→ **Direction**: Copy every line from the one containing "Identify the roof" through the last line of the records below, both included, and nothing else.

Data entries:
--------------------------------

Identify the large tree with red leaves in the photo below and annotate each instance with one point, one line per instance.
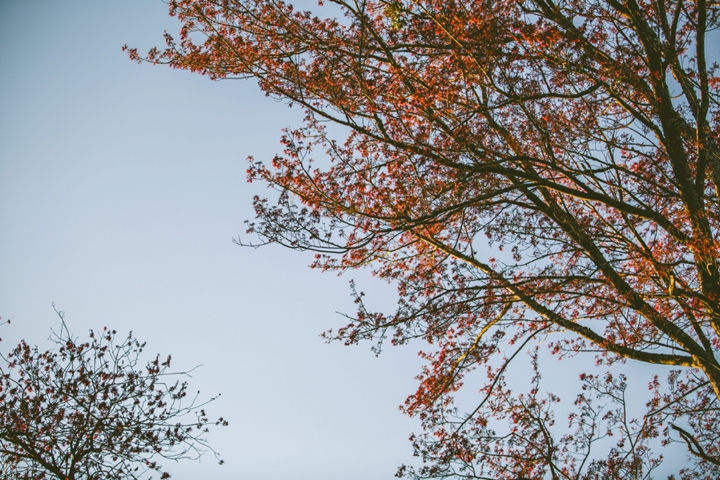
(524, 171)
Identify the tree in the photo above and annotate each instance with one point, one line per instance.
(85, 411)
(524, 171)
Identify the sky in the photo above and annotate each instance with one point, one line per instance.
(121, 188)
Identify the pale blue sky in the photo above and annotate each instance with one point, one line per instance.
(121, 187)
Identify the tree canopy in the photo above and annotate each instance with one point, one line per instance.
(90, 411)
(525, 172)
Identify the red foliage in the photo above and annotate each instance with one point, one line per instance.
(580, 135)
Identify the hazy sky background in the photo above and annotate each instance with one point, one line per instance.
(121, 187)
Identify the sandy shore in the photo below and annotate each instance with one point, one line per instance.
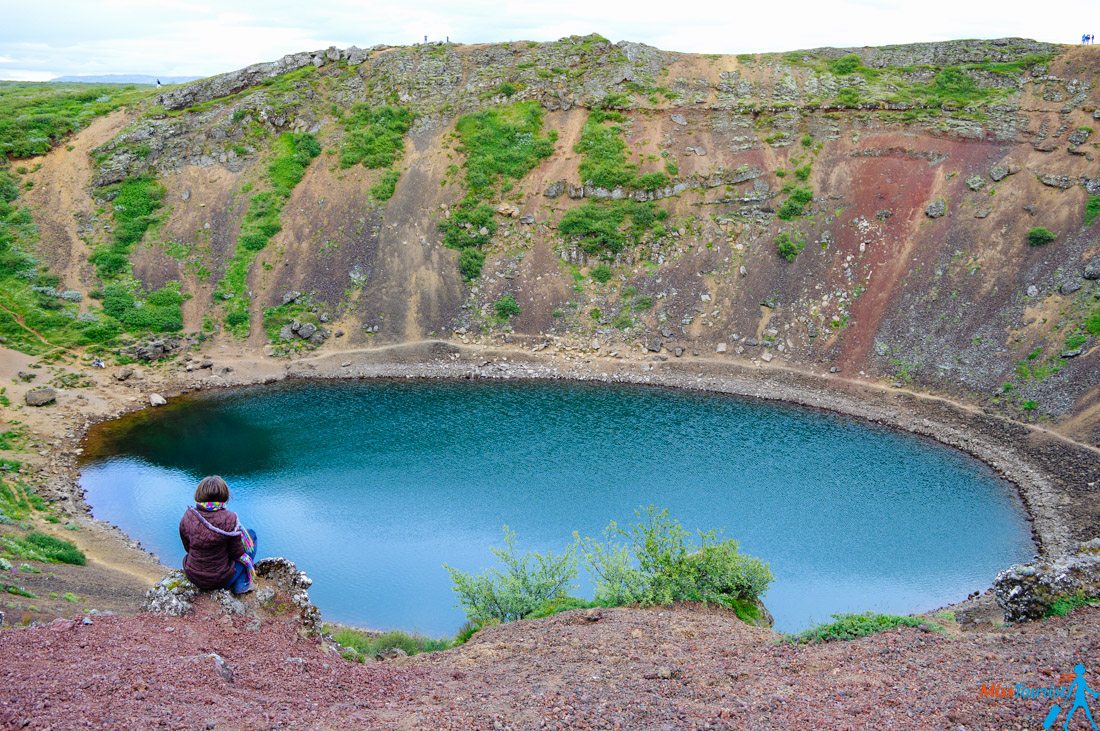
(1055, 476)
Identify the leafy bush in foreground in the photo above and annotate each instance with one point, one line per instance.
(525, 584)
(655, 562)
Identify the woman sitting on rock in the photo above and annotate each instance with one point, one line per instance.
(219, 550)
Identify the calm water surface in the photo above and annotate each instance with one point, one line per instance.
(370, 487)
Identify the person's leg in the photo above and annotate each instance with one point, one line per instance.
(239, 584)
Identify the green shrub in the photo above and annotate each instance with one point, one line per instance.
(601, 273)
(470, 264)
(788, 246)
(293, 155)
(1067, 604)
(1091, 209)
(656, 562)
(503, 143)
(506, 308)
(367, 644)
(525, 583)
(41, 546)
(845, 65)
(849, 627)
(1041, 236)
(374, 135)
(36, 117)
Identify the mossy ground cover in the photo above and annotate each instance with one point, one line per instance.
(361, 645)
(849, 627)
(36, 117)
(502, 145)
(293, 153)
(606, 228)
(35, 316)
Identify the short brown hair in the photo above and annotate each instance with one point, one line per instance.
(211, 489)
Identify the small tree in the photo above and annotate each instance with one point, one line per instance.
(526, 583)
(506, 308)
(1041, 236)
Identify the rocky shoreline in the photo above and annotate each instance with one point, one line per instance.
(1053, 475)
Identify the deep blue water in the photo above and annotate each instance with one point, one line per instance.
(370, 487)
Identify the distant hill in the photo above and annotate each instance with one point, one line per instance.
(123, 78)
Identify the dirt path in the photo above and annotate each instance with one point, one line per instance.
(59, 200)
(19, 320)
(673, 668)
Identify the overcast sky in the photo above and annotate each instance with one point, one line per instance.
(44, 39)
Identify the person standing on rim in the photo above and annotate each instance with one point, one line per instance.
(219, 550)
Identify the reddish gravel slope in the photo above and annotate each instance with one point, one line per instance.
(680, 668)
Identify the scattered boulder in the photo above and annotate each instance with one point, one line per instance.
(41, 396)
(1070, 287)
(1091, 270)
(1026, 591)
(936, 209)
(174, 596)
(1060, 181)
(976, 183)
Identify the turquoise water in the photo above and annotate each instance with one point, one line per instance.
(371, 486)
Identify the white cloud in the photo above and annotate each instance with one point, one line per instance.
(201, 36)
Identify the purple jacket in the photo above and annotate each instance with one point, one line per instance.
(210, 560)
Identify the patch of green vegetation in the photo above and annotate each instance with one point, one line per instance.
(42, 546)
(1067, 604)
(788, 246)
(601, 228)
(36, 117)
(383, 190)
(849, 627)
(374, 135)
(134, 207)
(601, 273)
(34, 317)
(370, 644)
(524, 584)
(657, 561)
(1091, 209)
(506, 308)
(18, 500)
(294, 152)
(1040, 236)
(140, 311)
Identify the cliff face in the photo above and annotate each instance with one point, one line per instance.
(868, 210)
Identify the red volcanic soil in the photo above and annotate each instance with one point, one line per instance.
(684, 667)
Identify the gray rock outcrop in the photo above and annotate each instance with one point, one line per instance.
(1026, 591)
(41, 396)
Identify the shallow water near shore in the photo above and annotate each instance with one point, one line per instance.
(371, 486)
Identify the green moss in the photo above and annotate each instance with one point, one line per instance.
(41, 546)
(789, 247)
(135, 203)
(849, 627)
(1040, 236)
(374, 135)
(293, 153)
(1091, 209)
(36, 117)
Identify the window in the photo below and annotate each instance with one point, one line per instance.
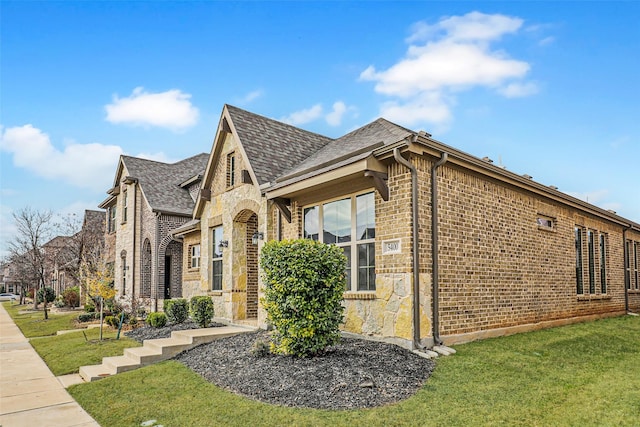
(111, 225)
(603, 264)
(635, 264)
(592, 262)
(545, 222)
(231, 169)
(578, 241)
(350, 224)
(195, 256)
(124, 276)
(216, 259)
(125, 201)
(627, 263)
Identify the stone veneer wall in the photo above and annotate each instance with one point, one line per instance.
(231, 208)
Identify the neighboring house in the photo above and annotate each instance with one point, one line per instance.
(61, 263)
(63, 253)
(9, 279)
(441, 245)
(148, 199)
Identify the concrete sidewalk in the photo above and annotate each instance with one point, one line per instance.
(30, 395)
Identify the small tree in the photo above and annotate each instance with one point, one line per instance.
(304, 285)
(97, 278)
(46, 295)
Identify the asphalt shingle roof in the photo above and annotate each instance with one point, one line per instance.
(273, 147)
(160, 182)
(378, 131)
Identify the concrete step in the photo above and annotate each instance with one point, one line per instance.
(96, 372)
(121, 363)
(156, 350)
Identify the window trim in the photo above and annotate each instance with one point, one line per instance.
(353, 244)
(604, 258)
(216, 259)
(579, 260)
(111, 220)
(231, 169)
(545, 222)
(125, 205)
(193, 257)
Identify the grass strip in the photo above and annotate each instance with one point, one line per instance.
(33, 324)
(64, 354)
(586, 374)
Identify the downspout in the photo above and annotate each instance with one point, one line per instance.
(435, 283)
(133, 262)
(416, 258)
(626, 266)
(155, 270)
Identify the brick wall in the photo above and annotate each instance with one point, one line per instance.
(498, 268)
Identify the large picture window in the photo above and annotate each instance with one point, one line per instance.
(216, 259)
(350, 224)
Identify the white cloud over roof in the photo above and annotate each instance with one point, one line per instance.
(171, 109)
(449, 57)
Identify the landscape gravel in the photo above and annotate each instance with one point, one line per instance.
(355, 373)
(352, 374)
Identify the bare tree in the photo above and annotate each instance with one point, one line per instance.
(34, 229)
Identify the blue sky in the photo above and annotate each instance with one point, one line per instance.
(550, 89)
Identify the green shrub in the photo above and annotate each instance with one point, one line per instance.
(47, 294)
(157, 319)
(202, 310)
(86, 317)
(58, 302)
(177, 310)
(90, 306)
(304, 285)
(71, 296)
(112, 321)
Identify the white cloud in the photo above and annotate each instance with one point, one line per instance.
(429, 107)
(303, 116)
(473, 26)
(519, 89)
(171, 109)
(446, 58)
(82, 165)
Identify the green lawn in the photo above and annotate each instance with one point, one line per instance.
(64, 354)
(32, 323)
(579, 375)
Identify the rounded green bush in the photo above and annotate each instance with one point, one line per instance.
(177, 310)
(303, 295)
(157, 319)
(47, 294)
(112, 321)
(202, 310)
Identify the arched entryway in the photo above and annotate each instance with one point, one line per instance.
(145, 271)
(245, 266)
(173, 270)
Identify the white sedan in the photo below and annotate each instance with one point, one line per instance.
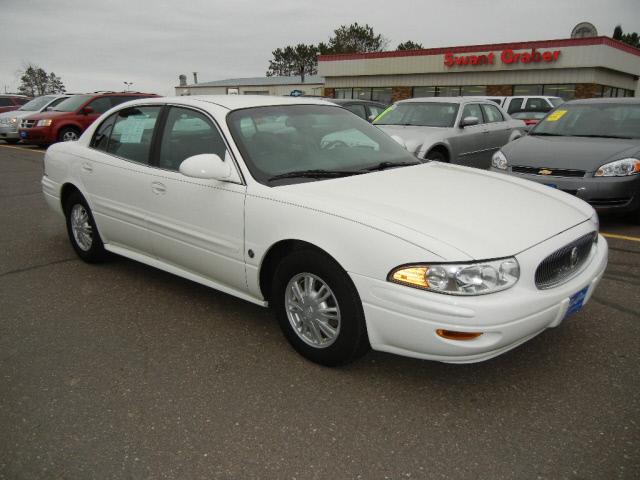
(301, 205)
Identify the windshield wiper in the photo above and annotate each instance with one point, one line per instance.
(385, 165)
(603, 136)
(316, 174)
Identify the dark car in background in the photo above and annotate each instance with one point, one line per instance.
(587, 148)
(12, 102)
(67, 120)
(367, 109)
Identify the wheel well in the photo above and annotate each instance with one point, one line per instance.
(67, 190)
(273, 257)
(442, 149)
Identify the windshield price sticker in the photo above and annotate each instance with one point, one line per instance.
(555, 116)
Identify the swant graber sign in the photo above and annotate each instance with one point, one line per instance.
(508, 57)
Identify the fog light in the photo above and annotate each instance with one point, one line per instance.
(453, 335)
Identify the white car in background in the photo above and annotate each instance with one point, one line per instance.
(301, 205)
(10, 121)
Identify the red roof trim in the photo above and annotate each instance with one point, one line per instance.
(567, 42)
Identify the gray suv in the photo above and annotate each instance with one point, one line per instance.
(10, 121)
(466, 131)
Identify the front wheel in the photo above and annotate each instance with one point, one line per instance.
(68, 134)
(319, 309)
(82, 231)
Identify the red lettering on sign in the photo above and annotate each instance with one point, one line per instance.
(507, 56)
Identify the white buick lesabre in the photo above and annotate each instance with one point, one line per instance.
(301, 205)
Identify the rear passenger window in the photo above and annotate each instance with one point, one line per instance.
(492, 114)
(132, 133)
(515, 105)
(188, 133)
(472, 110)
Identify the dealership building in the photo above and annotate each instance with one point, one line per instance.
(568, 68)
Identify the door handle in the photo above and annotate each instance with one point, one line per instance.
(158, 188)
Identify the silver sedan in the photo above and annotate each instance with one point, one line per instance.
(462, 130)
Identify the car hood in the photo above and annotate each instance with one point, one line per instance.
(414, 137)
(479, 214)
(576, 153)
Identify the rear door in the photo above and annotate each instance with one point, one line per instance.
(196, 224)
(470, 142)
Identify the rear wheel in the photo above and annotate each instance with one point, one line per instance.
(319, 309)
(82, 230)
(68, 134)
(436, 156)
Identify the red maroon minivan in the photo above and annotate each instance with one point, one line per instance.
(70, 118)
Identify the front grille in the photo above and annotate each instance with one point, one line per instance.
(556, 172)
(565, 262)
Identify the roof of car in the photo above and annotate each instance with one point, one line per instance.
(632, 100)
(235, 102)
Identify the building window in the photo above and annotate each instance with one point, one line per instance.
(343, 93)
(565, 91)
(424, 92)
(362, 93)
(382, 95)
(527, 90)
(474, 90)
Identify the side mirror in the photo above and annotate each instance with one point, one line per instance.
(207, 166)
(468, 121)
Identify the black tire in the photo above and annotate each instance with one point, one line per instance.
(351, 340)
(88, 245)
(68, 134)
(436, 156)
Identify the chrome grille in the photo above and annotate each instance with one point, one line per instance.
(555, 172)
(565, 262)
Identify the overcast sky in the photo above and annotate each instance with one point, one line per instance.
(98, 45)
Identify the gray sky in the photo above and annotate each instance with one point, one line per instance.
(98, 45)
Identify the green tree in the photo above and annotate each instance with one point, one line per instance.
(301, 60)
(34, 82)
(629, 38)
(409, 45)
(354, 38)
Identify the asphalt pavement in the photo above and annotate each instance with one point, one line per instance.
(121, 371)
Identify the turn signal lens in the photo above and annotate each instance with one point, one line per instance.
(453, 335)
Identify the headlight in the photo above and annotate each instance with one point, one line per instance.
(476, 278)
(498, 160)
(619, 168)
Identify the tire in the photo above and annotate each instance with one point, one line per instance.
(68, 134)
(436, 156)
(324, 321)
(82, 230)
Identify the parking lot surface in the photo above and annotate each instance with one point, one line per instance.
(120, 371)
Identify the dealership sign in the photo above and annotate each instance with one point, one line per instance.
(508, 57)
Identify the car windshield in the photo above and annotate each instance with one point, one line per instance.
(423, 114)
(299, 142)
(37, 104)
(608, 120)
(71, 104)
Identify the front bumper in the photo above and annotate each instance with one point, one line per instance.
(40, 135)
(605, 194)
(404, 320)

--------------------------------

→ **Final answer**:
Identify the roof of car in the photo above and annotate each instance with one point, one line per instance.
(632, 100)
(235, 102)
Identify the building window in the photo above and annotate each instance with one point, one line per instance.
(343, 93)
(565, 91)
(424, 92)
(362, 93)
(382, 95)
(527, 90)
(474, 90)
Identify the side mirror in the photo above and annotate each instance with one point, one line per instance.
(207, 166)
(468, 121)
Identify the black tire in the photo above and annotate each instance with one point, one line per instance.
(351, 340)
(88, 245)
(68, 134)
(436, 156)
Identify the chrome grille in the photo above and annotate each instance with one point, one line per instance.
(555, 172)
(565, 262)
Identify the overcast sky in the photo above and annotate each instance with one point, one line per instance.
(98, 45)
Identify the gray sky in the photo above and annotate each instance with one point, one line per instance.
(98, 45)
Identify the green tree in the photo above and annotate each instance with one point, one line per instance.
(301, 60)
(34, 82)
(629, 38)
(409, 45)
(354, 38)
Identify the asphalt pavement in the photo above and annotate each instance with one point, one line per instance.
(121, 371)
Identify the turn signal lens in the photo above and annotate each instance with one point, one line per instance.
(453, 335)
Identify the headlight in the photo above and annotate each instance with one point, one line per instance.
(476, 278)
(498, 160)
(619, 168)
Identify the tire in the photo above and annotate each instance with one point, one line per instance.
(68, 134)
(436, 156)
(324, 321)
(82, 230)
Identify the parking lot surface in the photo above and annotate each instance with one point, one line per instance.
(120, 371)
Identify the dealership sign in the photo above and annotate each instance with one point, one line per instance.
(508, 57)
Identify the car windshield in the photo above and annotate each instance with one point, one line per instance.
(423, 114)
(299, 142)
(37, 104)
(608, 120)
(71, 104)
Identify the front bumper in the photo above and annotate each instance with one point, one line per instance.
(40, 135)
(605, 194)
(404, 320)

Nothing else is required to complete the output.